**Problems to work on**
1/ Quote from the passage on case mix tools, starting with "Numeric measures vs." and going on through "the group-based approach.".
2/ In the passage on case mix tools, what errors did Krabbe-alkemade et al. say can keep a more fine-grained cost accounting system from producing more accurate cost information?

**Given text**
══════════

The number of groups needed

Case mix tools for reimbursement face the challenge of finding the optimal balance in the trade-off between the number of groups and the efficiency of the tool (briefly, what percentage of these groups really contribute to explaining costs). In general, it is assumed that larger number of cost groups produce more accurate cost information and, statistically, increasingly larger number of groups are expected to yield better values of the reduction in variance. However, Krabbe-alkemade et al. noticed that, in some cases, a more fine-grained cost accounting system may not produce more accurate cost information due to measurement or classification errors [8]. Furthermore, they observed that higher number of groups with high reduction in variance may reduce efficiency in the sense of including many groups that do not match actual cases and could be, therefore, considered unnecessary. This was the case of our analysis, in which a relatively small APR-DRG groups covered a very high percentage of costs, suggesting that the inclusion of that many groups does not add much benefit to the overall estimate. On the other hand, the distribution of D_groups in the Queralt system showed high proportionality respect the percentage of costs and, more notably, hospitalizations, suggesting higher efficiency.

Numeric measures vs. groups

Regardless of the different efficiency and performance of risk groups of the compared tools, it is worth mentioning that the Queralt system can be used either as grouper or numerical index. This feature overcomes several drawbacks of forcing cases into groups, such as information loss, underestimation of the variation in outcome, and concealment of non-linearity between variables and outcomes [16]. The use of the numerical index resulted in a relatively good symmetry between the observed and estimated costs using linear models; in this analysis, the APR-DRG showed a discontinuous shape, probably due to the group-based approach.

══════════

**Data section**
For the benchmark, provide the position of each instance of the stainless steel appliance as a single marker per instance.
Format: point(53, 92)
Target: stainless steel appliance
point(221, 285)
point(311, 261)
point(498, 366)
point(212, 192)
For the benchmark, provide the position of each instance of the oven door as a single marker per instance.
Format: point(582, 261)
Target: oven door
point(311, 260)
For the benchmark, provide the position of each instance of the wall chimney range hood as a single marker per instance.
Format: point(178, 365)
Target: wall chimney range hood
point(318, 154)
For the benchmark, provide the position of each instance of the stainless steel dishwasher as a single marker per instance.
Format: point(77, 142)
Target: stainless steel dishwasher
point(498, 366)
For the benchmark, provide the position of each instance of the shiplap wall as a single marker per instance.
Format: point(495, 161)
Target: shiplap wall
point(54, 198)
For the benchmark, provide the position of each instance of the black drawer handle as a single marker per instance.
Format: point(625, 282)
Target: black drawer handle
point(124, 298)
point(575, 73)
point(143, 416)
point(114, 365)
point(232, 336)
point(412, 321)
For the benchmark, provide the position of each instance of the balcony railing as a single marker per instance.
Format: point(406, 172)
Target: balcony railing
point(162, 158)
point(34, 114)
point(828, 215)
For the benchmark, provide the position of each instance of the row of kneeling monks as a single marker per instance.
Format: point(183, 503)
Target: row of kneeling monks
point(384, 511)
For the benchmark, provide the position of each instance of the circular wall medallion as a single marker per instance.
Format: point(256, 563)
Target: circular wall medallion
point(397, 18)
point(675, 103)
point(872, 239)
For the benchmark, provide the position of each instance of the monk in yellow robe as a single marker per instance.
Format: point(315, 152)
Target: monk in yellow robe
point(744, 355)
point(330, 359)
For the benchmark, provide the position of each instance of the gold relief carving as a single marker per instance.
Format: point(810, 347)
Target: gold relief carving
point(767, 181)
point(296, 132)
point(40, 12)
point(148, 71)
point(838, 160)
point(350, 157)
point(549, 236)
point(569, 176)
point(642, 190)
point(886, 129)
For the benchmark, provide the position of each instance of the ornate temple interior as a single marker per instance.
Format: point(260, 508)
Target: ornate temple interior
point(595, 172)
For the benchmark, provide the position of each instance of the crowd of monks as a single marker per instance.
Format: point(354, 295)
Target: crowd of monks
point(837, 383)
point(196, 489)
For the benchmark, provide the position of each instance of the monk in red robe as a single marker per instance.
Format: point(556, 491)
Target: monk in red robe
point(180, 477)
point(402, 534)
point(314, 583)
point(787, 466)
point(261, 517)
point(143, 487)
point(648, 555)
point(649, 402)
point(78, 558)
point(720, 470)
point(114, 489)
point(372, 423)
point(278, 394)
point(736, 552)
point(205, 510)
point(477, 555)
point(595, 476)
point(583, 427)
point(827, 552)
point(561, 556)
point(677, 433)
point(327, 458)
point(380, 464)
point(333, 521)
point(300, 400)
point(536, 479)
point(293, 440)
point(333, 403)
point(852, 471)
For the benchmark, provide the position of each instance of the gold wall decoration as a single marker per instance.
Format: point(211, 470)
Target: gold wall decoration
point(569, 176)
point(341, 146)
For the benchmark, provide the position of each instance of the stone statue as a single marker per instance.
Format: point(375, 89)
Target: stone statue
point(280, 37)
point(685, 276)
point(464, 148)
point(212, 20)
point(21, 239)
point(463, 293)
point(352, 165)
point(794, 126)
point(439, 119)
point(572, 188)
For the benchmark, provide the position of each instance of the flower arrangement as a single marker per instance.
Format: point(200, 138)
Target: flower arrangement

══════════

**Exercise results**
1/
Numeric measures vs. groups

Regardless of the different efficiency and performance of risk groups of the compared tools, it is worth mentioning that the Queralt system can be used either as grouper or numerical index. This feature overcomes several drawbacks of forcing cases into groups, such as information loss, underestimation of the variation in outcome, and concealment of non-linearity between variables and outcomes [16]. The use of the numerical index resulted in a relatively good symmetry between the observed and estimated costs using linear models; in this analysis, the APR-DRG showed a discontinuous shape, probably due to the group-based approach.

2/ Measurement or classification errors.